▶ _Extract_:

_ _ _ _

1 Installation

From Bioconductor:

if (!require("BiocManager", quietly=TRUE))
    install.packages("BiocManager")

BiocManager::install("SingleCellAlleleExperiment")

2 Introduction to the workflow

2.1 Biological background and motivation

Immune molecules such as B and T cell receptors, human leukocyte antigens (HLAs) or killer Ig-like receptors (KIRs) are encoded in the genetically most diverse loci of the human genome. Many of these immune genes are hyperpolymorphic, showing high allelic diversity across human populations. In addition, typical immune molecules are polygenic, which means that multiple functionally similar genes encode the same protein subunit.

However, interactive single-cell methods commonly used to analyze immune cells in large patient cohorts do not consider this. This leads to erroneous quantification of important immune mediators and impaired inter-donor comparability.

2.2 Workflow for unraveling the immunogenetic diversity in scData

We have developed a workflow that allows quantification of expression and interactive exploration of donor-specific alleles of different immune genes. The workflow is divided into two software packages and one additional data package:

  1. The scIGD software package consist of a Snakemake workflow designed to automate and streamline the genotyping process for immune genes, focusing on key targets such as HLAs and KIRs, and enabling allele-specific quantification from single-cell RNA-sequencing (scRNA-seq) data using donor-specific references. For detailed information of the performed steps and how to utilize this workflow, please refer to its documentation here: scIGD.

_ _ _ _

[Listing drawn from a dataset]
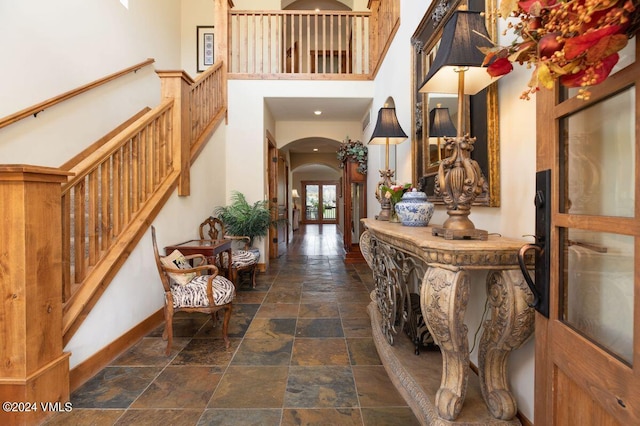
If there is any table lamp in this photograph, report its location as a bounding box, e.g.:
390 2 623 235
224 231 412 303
369 106 408 220
429 104 458 162
419 10 497 240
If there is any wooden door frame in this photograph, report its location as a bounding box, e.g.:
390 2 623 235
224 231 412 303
534 40 640 425
266 130 278 259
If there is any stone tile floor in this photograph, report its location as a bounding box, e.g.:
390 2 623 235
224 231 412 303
46 225 418 426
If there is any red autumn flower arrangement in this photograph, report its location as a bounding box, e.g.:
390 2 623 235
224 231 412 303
482 0 638 100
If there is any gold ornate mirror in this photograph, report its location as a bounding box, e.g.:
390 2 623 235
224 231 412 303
411 0 500 207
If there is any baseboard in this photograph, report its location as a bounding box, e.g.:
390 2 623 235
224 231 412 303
69 309 164 392
469 362 533 426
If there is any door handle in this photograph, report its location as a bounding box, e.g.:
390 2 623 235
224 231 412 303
518 170 551 318
518 244 542 309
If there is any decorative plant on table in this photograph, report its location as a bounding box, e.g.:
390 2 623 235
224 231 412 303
214 191 286 246
481 0 639 99
380 183 413 222
337 138 368 175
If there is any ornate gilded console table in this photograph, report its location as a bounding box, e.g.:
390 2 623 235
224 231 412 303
360 219 534 425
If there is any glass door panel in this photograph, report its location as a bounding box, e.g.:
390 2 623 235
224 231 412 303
560 88 635 217
304 185 320 222
561 229 635 365
322 185 337 221
302 181 338 223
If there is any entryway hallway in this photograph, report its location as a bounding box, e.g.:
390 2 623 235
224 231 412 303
47 225 419 426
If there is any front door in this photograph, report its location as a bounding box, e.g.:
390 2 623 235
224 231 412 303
535 40 640 426
301 181 338 224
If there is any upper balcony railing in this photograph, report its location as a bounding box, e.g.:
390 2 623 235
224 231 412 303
228 0 400 79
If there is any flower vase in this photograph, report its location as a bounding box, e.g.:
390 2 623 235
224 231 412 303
389 203 400 223
395 191 434 226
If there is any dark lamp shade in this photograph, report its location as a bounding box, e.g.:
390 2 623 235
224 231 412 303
429 108 458 138
419 10 497 95
369 108 408 145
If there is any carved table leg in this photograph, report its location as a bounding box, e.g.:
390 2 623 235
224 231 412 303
420 268 469 420
478 270 535 420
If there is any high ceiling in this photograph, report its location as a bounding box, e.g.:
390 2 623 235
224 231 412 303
265 98 372 121
265 98 372 154
282 0 353 10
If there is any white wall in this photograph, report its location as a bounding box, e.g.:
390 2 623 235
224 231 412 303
0 0 535 419
0 0 180 167
226 80 373 262
0 0 226 368
364 1 536 420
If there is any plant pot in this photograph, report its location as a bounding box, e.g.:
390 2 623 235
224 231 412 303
395 191 434 226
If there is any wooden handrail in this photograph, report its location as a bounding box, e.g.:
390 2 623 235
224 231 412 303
0 58 155 129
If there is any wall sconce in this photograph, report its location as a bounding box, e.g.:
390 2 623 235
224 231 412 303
369 107 408 220
291 188 300 210
420 10 497 240
429 104 458 162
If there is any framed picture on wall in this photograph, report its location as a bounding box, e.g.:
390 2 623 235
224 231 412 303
196 25 214 72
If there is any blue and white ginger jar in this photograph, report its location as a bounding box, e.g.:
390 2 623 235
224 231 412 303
396 191 434 226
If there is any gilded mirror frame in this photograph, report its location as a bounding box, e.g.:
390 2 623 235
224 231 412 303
411 0 500 207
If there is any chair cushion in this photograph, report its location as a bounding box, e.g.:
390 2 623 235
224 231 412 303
218 250 258 268
160 250 197 285
171 275 236 308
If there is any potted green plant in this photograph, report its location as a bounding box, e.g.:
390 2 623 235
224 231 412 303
214 191 286 247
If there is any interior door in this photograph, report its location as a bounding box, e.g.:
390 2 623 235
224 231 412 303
301 181 338 224
276 155 289 257
535 40 640 426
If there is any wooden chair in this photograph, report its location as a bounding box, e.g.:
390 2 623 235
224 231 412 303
200 216 258 288
151 226 235 355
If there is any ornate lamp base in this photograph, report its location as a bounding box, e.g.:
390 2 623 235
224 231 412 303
431 227 489 241
431 209 488 240
432 135 488 240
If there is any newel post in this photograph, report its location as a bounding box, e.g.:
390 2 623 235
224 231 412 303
156 71 194 196
367 0 381 73
0 164 69 425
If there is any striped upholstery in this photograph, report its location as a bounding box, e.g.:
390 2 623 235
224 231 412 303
171 275 236 308
218 250 258 268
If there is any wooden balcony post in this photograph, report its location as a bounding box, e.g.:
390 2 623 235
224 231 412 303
156 71 194 196
214 0 233 122
367 0 382 75
0 165 69 425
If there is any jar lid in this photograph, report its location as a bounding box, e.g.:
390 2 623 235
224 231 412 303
402 191 427 200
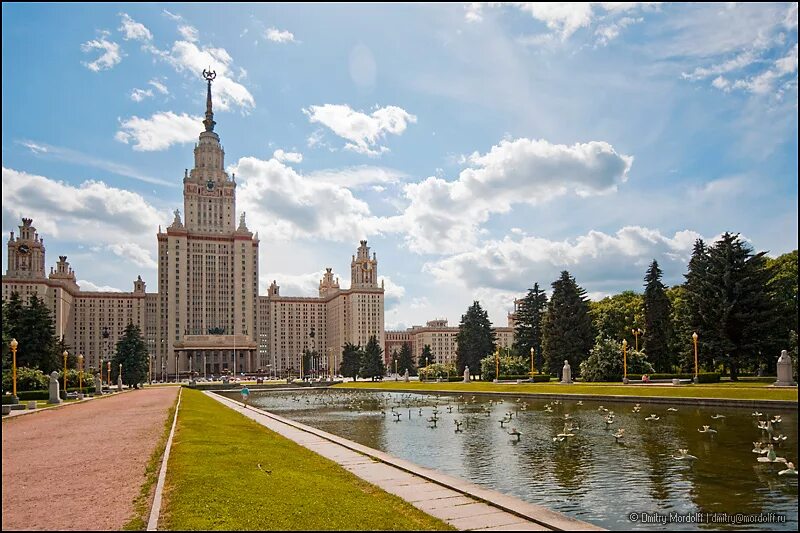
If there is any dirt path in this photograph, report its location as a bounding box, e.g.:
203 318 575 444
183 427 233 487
2 387 178 530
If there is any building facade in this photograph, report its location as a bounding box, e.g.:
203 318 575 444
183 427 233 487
2 72 385 379
384 313 514 370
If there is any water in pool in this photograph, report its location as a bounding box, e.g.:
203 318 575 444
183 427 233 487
236 390 798 530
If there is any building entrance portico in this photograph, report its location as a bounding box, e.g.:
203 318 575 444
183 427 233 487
174 335 258 376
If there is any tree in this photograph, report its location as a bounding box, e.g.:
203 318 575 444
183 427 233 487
687 232 778 380
762 250 798 372
644 259 673 372
340 342 361 381
111 323 149 388
589 291 644 346
397 342 417 376
542 270 594 377
456 301 495 376
15 295 58 374
359 335 386 381
417 344 436 368
514 283 547 372
581 336 653 381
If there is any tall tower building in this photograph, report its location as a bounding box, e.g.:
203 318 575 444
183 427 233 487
157 71 258 373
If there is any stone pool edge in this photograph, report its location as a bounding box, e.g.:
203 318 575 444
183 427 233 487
327 385 798 410
205 391 606 531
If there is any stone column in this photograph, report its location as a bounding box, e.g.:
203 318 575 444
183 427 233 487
47 371 61 403
774 350 797 387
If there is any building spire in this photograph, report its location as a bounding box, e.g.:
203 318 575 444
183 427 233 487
203 67 217 131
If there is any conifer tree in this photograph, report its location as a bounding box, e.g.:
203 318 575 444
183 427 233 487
456 301 495 376
542 270 594 376
359 335 386 381
514 283 547 372
340 342 361 380
111 323 149 388
644 259 672 372
417 344 436 368
397 342 417 376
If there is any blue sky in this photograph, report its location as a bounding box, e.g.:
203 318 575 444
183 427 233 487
2 3 798 328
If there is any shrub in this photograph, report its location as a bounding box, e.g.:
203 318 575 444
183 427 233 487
697 372 719 383
581 337 653 381
17 391 50 402
481 355 530 381
3 366 50 392
417 363 456 379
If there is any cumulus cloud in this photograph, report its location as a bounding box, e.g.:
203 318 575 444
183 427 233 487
81 31 122 72
676 3 797 98
118 13 153 41
131 89 153 102
472 2 660 46
77 279 123 292
303 104 417 156
264 28 295 43
147 79 169 94
394 138 633 253
2 167 169 268
424 226 700 293
147 10 255 111
229 157 381 242
114 111 203 152
272 148 303 163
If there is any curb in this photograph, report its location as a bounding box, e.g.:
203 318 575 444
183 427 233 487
147 387 183 531
330 387 798 410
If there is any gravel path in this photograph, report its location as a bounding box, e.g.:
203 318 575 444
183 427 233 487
2 387 178 530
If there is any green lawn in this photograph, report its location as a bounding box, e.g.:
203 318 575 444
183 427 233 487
334 381 797 402
159 389 451 531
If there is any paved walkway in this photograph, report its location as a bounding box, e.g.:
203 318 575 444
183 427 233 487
205 392 602 531
2 387 178 531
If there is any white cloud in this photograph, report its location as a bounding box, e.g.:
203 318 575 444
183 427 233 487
2 167 164 268
272 148 303 163
178 24 200 43
77 279 123 292
118 13 153 41
115 111 203 152
146 9 255 111
81 31 122 72
131 89 153 102
308 165 408 189
303 104 417 156
264 28 295 43
147 79 169 94
106 243 158 270
229 157 381 242
393 138 633 253
423 226 700 294
378 276 406 307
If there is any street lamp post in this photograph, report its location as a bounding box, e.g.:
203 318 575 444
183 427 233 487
531 346 536 379
61 350 69 398
631 328 642 352
11 338 19 403
622 339 628 384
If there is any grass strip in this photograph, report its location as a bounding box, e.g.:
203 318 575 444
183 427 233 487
122 390 178 531
161 389 452 531
334 381 797 402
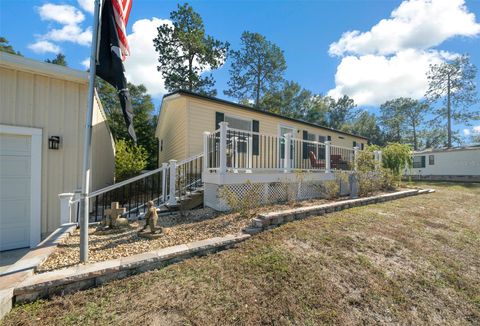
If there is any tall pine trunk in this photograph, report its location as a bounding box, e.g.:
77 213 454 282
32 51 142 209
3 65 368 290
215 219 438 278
188 56 193 92
447 74 452 148
412 122 418 150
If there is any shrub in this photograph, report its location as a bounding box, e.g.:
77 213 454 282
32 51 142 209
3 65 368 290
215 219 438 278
357 144 403 196
115 139 148 181
382 143 413 177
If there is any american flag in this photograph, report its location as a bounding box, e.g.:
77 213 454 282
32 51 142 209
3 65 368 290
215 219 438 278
96 0 137 142
112 0 132 61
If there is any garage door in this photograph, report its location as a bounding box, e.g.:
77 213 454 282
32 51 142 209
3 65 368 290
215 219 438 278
0 134 31 251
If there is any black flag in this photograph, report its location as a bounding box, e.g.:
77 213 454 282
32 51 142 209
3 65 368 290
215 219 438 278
96 0 137 142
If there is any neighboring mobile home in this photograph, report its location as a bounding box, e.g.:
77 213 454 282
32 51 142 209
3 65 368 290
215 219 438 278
0 52 115 251
405 145 480 182
156 90 367 164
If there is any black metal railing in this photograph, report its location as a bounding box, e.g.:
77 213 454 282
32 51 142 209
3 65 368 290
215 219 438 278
89 168 168 222
330 145 354 170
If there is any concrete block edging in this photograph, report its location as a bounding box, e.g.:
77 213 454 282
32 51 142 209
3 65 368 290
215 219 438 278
12 234 250 304
243 189 435 235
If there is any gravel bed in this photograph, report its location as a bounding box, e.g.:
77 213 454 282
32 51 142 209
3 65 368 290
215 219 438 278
37 199 342 273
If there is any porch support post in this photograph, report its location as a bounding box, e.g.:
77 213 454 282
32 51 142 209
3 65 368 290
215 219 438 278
168 160 177 206
353 146 358 171
203 131 210 173
162 162 168 203
325 140 332 173
58 192 74 225
219 121 228 174
283 133 292 173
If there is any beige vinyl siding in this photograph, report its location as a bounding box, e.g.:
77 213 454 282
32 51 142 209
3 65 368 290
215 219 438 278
186 97 367 156
0 63 114 236
155 97 188 165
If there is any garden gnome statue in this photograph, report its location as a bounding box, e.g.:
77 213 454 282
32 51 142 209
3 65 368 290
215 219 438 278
142 201 161 233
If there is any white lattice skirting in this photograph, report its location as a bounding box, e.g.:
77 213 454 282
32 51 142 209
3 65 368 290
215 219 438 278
204 176 350 211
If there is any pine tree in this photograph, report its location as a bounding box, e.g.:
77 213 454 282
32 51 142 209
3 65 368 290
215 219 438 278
224 31 287 109
153 3 229 96
425 55 480 147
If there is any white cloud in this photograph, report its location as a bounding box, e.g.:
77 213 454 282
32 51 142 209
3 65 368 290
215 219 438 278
33 3 92 46
328 0 480 105
28 41 61 53
41 25 92 45
329 0 480 55
38 3 85 25
77 0 95 14
125 17 171 98
80 58 90 69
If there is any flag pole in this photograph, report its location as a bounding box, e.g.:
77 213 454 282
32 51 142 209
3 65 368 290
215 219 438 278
80 0 100 263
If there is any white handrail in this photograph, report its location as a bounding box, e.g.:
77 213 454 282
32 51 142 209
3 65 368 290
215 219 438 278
88 153 203 198
177 153 203 166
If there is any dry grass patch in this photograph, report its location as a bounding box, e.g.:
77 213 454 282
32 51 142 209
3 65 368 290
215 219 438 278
38 199 334 273
4 184 480 325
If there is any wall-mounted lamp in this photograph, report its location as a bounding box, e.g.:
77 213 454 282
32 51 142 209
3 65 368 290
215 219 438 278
48 136 60 149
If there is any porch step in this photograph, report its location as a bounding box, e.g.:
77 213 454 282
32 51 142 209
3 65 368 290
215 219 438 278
180 191 203 211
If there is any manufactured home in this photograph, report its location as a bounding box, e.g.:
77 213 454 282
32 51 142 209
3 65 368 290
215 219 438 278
0 52 115 251
405 145 480 182
156 90 367 164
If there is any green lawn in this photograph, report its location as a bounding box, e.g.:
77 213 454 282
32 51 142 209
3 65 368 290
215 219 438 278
3 183 480 325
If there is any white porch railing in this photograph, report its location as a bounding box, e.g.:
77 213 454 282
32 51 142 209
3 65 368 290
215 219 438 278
59 153 203 224
204 122 364 173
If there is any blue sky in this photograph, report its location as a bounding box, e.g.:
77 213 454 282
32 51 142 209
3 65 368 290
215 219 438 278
0 0 480 139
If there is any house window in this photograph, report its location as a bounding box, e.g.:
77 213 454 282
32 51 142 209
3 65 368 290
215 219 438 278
413 155 425 169
225 114 252 131
224 114 253 153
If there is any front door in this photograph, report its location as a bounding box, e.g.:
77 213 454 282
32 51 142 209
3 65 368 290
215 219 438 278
278 126 296 166
0 134 31 251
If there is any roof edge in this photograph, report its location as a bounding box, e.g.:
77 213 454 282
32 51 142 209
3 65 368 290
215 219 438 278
0 52 88 84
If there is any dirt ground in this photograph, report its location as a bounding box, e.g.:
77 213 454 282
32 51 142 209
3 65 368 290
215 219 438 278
3 183 480 325
38 199 327 273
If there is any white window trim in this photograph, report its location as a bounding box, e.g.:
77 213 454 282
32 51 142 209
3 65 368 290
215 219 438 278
0 124 42 248
223 113 253 131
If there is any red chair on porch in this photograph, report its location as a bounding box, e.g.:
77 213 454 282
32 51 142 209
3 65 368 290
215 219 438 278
308 151 325 169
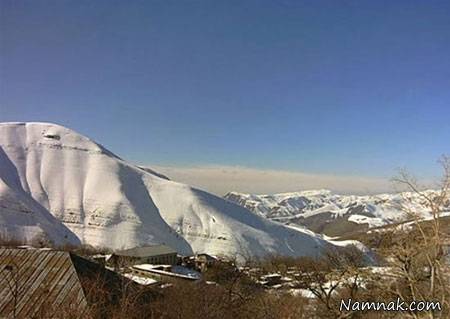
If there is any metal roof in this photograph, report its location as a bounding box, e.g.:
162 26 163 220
114 245 177 257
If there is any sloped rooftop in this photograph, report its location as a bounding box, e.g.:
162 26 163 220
114 245 177 257
0 248 132 318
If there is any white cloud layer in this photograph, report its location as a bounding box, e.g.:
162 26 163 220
147 165 394 196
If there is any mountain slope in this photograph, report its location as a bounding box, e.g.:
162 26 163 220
225 190 444 236
0 123 338 255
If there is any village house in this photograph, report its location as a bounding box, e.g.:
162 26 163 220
108 245 178 267
0 248 133 318
195 254 217 272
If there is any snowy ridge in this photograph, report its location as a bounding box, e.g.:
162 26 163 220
225 190 444 231
0 123 340 256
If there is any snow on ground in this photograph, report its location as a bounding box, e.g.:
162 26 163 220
123 273 158 286
0 123 344 258
225 190 444 227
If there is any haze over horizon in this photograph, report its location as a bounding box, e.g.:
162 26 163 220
0 0 450 194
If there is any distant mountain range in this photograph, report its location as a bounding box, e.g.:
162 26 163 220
0 123 352 256
224 190 450 236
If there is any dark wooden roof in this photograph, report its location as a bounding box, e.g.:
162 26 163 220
0 248 134 318
0 249 87 318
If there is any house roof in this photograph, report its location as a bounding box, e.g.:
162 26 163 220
114 245 177 257
0 249 87 318
0 248 134 318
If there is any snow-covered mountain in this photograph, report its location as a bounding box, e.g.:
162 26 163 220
0 123 342 255
225 190 446 236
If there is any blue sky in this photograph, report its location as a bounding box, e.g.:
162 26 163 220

_ _ _ _

▶ _Complete the following_:
1) List every numbered section heading in the SingleCellAlleleExperiment documentation, with its number.
2) Transcribe the stretch of the SingleCellAlleleExperiment documentation from "2 Introduction to" through "impaired inter-donor comparability.".
This listing comes from a separate source, unrelated to the text.

▶ _Written answers_:
1)
1 Installation
2 Introduction to the workflow
2.1 Biological background and motivation
2.2 Workflow for unraveling the immunogenetic diversity in scData

2)
2 Introduction to the workflow

2.1 Biological background and motivation

Immune molecules such as B and T cell receptors, human leukocyte antigens (HLAs) or killer Ig-like receptors (KIRs) are encoded in the genetically most diverse loci of the human genome. Many of these immune genes are hyperpolymorphic, showing high allelic diversity across human populations. In addition, typical immune molecules are polygenic, which means that multiple functionally similar genes encode the same protein subunit.

However, interactive single-cell methods commonly used to analyze immune cells in large patient cohorts do not consider this. This leads to erroneous quantification of important immune mediators and impaired inter-donor comparability.